■ Entries
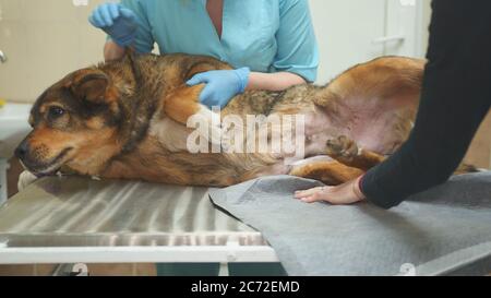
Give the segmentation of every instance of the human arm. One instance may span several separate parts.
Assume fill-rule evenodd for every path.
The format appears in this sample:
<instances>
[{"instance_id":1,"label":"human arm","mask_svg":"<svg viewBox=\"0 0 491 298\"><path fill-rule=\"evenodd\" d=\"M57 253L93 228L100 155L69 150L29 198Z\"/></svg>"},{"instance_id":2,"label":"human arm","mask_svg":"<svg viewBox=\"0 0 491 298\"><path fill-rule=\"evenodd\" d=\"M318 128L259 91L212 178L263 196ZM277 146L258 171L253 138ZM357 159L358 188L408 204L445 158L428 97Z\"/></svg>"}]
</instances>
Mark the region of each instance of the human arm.
<instances>
[{"instance_id":1,"label":"human arm","mask_svg":"<svg viewBox=\"0 0 491 298\"><path fill-rule=\"evenodd\" d=\"M352 203L359 190L372 203L388 208L446 181L490 108L490 15L489 1L433 1L429 61L408 141L358 182L348 182L351 191L338 195L339 187L334 187L318 191L314 198L307 192L298 196Z\"/></svg>"},{"instance_id":2,"label":"human arm","mask_svg":"<svg viewBox=\"0 0 491 298\"><path fill-rule=\"evenodd\" d=\"M104 47L106 61L122 58L128 47L140 53L152 51L154 40L146 15L145 4L140 0L108 2L93 11L88 21L108 34Z\"/></svg>"}]
</instances>

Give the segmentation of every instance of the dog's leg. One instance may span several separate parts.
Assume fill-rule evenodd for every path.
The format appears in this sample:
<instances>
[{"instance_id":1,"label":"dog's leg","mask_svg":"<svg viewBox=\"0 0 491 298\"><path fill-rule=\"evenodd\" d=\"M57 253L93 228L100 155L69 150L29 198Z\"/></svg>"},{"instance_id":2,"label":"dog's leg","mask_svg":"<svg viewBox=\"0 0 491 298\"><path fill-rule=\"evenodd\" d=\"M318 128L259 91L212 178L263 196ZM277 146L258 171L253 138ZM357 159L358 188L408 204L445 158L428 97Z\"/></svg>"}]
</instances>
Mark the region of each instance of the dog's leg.
<instances>
[{"instance_id":1,"label":"dog's leg","mask_svg":"<svg viewBox=\"0 0 491 298\"><path fill-rule=\"evenodd\" d=\"M363 170L335 160L319 160L295 167L289 175L319 180L327 186L338 186L363 175Z\"/></svg>"},{"instance_id":2,"label":"dog's leg","mask_svg":"<svg viewBox=\"0 0 491 298\"><path fill-rule=\"evenodd\" d=\"M164 111L172 120L188 124L192 116L201 117L200 134L212 144L221 145L220 116L200 104L199 97L204 85L182 86L171 92L165 99Z\"/></svg>"},{"instance_id":3,"label":"dog's leg","mask_svg":"<svg viewBox=\"0 0 491 298\"><path fill-rule=\"evenodd\" d=\"M363 148L359 148L355 141L347 136L339 136L328 140L326 143L326 153L337 162L363 171L382 163L385 157Z\"/></svg>"}]
</instances>

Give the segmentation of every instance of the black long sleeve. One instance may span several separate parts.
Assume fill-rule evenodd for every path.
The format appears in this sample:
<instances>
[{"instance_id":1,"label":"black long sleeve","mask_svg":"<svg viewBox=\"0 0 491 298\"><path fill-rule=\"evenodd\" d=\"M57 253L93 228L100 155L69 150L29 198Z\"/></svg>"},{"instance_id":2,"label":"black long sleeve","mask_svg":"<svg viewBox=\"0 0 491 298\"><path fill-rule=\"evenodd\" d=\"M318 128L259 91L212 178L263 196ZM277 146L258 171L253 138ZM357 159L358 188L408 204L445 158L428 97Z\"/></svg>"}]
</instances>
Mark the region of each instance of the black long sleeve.
<instances>
[{"instance_id":1,"label":"black long sleeve","mask_svg":"<svg viewBox=\"0 0 491 298\"><path fill-rule=\"evenodd\" d=\"M428 64L415 128L361 189L381 207L445 182L491 104L491 1L433 0Z\"/></svg>"}]
</instances>

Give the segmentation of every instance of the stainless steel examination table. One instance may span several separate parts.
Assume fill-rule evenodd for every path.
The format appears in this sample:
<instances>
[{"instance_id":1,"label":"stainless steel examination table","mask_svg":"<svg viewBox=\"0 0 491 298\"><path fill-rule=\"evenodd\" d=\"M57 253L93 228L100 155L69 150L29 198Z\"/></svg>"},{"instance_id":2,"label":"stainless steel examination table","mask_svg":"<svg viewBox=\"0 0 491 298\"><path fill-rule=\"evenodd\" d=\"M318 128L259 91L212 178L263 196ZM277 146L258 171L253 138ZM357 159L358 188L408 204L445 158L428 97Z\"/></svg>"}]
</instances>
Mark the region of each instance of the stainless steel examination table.
<instances>
[{"instance_id":1,"label":"stainless steel examination table","mask_svg":"<svg viewBox=\"0 0 491 298\"><path fill-rule=\"evenodd\" d=\"M0 207L0 264L278 262L207 189L40 179Z\"/></svg>"}]
</instances>

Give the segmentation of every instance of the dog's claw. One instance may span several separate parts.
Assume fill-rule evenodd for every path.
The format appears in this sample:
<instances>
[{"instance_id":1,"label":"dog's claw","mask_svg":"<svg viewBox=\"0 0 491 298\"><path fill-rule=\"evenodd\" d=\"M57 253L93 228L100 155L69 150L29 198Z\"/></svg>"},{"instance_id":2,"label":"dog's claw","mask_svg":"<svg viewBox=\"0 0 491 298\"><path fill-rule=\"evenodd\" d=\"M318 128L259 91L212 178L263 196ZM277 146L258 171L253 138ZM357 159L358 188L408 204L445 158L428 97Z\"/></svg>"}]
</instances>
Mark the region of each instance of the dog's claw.
<instances>
[{"instance_id":1,"label":"dog's claw","mask_svg":"<svg viewBox=\"0 0 491 298\"><path fill-rule=\"evenodd\" d=\"M345 135L328 140L326 143L326 153L332 157L352 158L358 152L357 143Z\"/></svg>"}]
</instances>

■ Work to complete
Reproduce every entry above word for word, with its outlines and tags, and leave out the picture.

■ Expected answer
Give the segmentation of every instance of the human arm. One instance may span several separate parts.
Assume fill-rule evenodd for every path.
The format appears in this sample:
<instances>
[{"instance_id":1,"label":"human arm","mask_svg":"<svg viewBox=\"0 0 491 298\"><path fill-rule=\"evenodd\" d=\"M57 253L93 228L100 155L69 150L29 198Z\"/></svg>"},{"instance_id":2,"label":"human arm","mask_svg":"<svg viewBox=\"0 0 491 298\"><path fill-rule=\"evenodd\" d=\"M318 128L259 91L212 178L263 196ZM277 146L258 171L253 138ZM357 159L358 188L408 204L445 158L428 97Z\"/></svg>"}]
</instances>
Mark the region of each instance of the human arm.
<instances>
[{"instance_id":1,"label":"human arm","mask_svg":"<svg viewBox=\"0 0 491 298\"><path fill-rule=\"evenodd\" d=\"M352 203L359 190L372 203L388 208L446 181L490 108L490 15L489 1L433 1L429 61L408 141L358 182L348 182L351 191L338 195L339 187L334 187L318 191L314 198L307 192L298 196Z\"/></svg>"},{"instance_id":2,"label":"human arm","mask_svg":"<svg viewBox=\"0 0 491 298\"><path fill-rule=\"evenodd\" d=\"M104 47L106 61L122 58L128 47L140 53L152 51L154 40L146 15L145 4L140 0L108 2L93 11L88 21L108 34Z\"/></svg>"}]
</instances>

Give the segmentation of every instance of the dog's leg. One instance may span several separate parts.
Assume fill-rule evenodd for every path.
The format appears in this sample:
<instances>
[{"instance_id":1,"label":"dog's leg","mask_svg":"<svg viewBox=\"0 0 491 298\"><path fill-rule=\"evenodd\" d=\"M57 253L93 228L100 155L69 150L29 198Z\"/></svg>"},{"instance_id":2,"label":"dog's leg","mask_svg":"<svg viewBox=\"0 0 491 298\"><path fill-rule=\"evenodd\" d=\"M318 128L259 91L212 178L263 196ZM277 146L258 171L253 138ZM357 159L358 188L408 204L445 158L428 97Z\"/></svg>"}]
</instances>
Mark the region of each instance of the dog's leg.
<instances>
[{"instance_id":1,"label":"dog's leg","mask_svg":"<svg viewBox=\"0 0 491 298\"><path fill-rule=\"evenodd\" d=\"M363 170L335 160L319 160L295 167L289 175L319 180L327 186L338 186L363 175Z\"/></svg>"},{"instance_id":2,"label":"dog's leg","mask_svg":"<svg viewBox=\"0 0 491 298\"><path fill-rule=\"evenodd\" d=\"M164 111L172 120L188 124L192 116L201 117L200 134L212 144L221 145L220 116L200 104L199 97L204 85L182 86L171 92L165 99Z\"/></svg>"},{"instance_id":3,"label":"dog's leg","mask_svg":"<svg viewBox=\"0 0 491 298\"><path fill-rule=\"evenodd\" d=\"M363 148L359 148L355 141L347 136L339 136L328 140L326 143L326 153L337 162L363 171L382 163L385 157Z\"/></svg>"}]
</instances>

Give the segmentation of every instance of the black long sleeve. One instance may span several separate parts.
Assume fill-rule evenodd for every path.
The format appears in this sample:
<instances>
[{"instance_id":1,"label":"black long sleeve","mask_svg":"<svg viewBox=\"0 0 491 298\"><path fill-rule=\"evenodd\" d=\"M57 253L93 228L100 155L69 150L29 198Z\"/></svg>"},{"instance_id":2,"label":"black long sleeve","mask_svg":"<svg viewBox=\"0 0 491 298\"><path fill-rule=\"evenodd\" d=\"M318 128L259 91L212 178L263 196ZM277 146L258 171L253 138ZM357 159L358 188L408 204L445 158L428 97Z\"/></svg>"}]
</instances>
Mark the region of each instance of the black long sleeve.
<instances>
[{"instance_id":1,"label":"black long sleeve","mask_svg":"<svg viewBox=\"0 0 491 298\"><path fill-rule=\"evenodd\" d=\"M428 64L415 128L361 189L381 207L445 182L491 104L491 1L433 0Z\"/></svg>"}]
</instances>

Give the segmentation of every instance of the stainless steel examination table. One instance may span several separate parts.
Assume fill-rule evenodd for every path.
The format appears in this sample:
<instances>
[{"instance_id":1,"label":"stainless steel examination table","mask_svg":"<svg viewBox=\"0 0 491 298\"><path fill-rule=\"evenodd\" d=\"M57 253L93 228L100 155L69 150L29 198Z\"/></svg>"},{"instance_id":2,"label":"stainless steel examination table","mask_svg":"<svg viewBox=\"0 0 491 298\"><path fill-rule=\"evenodd\" d=\"M318 128L259 91L212 178L263 196ZM277 146L258 171L253 138ZM357 159L358 188L408 204L445 158L428 97Z\"/></svg>"}]
</instances>
Mark the region of each instance of the stainless steel examination table.
<instances>
[{"instance_id":1,"label":"stainless steel examination table","mask_svg":"<svg viewBox=\"0 0 491 298\"><path fill-rule=\"evenodd\" d=\"M0 207L0 264L278 262L207 189L40 179Z\"/></svg>"}]
</instances>

Give the segmentation of every instance of the dog's claw. One instance may span several separate parts.
Assume fill-rule evenodd for every path.
The format appears in this sample:
<instances>
[{"instance_id":1,"label":"dog's claw","mask_svg":"<svg viewBox=\"0 0 491 298\"><path fill-rule=\"evenodd\" d=\"M57 253L93 228L100 155L69 150L29 198Z\"/></svg>"},{"instance_id":2,"label":"dog's claw","mask_svg":"<svg viewBox=\"0 0 491 298\"><path fill-rule=\"evenodd\" d=\"M318 128L259 91L212 178L263 196ZM277 146L258 171L253 138ZM357 159L358 188L408 204L445 158L428 97Z\"/></svg>"}]
</instances>
Mark the region of each instance of the dog's claw.
<instances>
[{"instance_id":1,"label":"dog's claw","mask_svg":"<svg viewBox=\"0 0 491 298\"><path fill-rule=\"evenodd\" d=\"M345 135L328 140L326 143L326 153L332 157L352 158L358 152L357 143Z\"/></svg>"}]
</instances>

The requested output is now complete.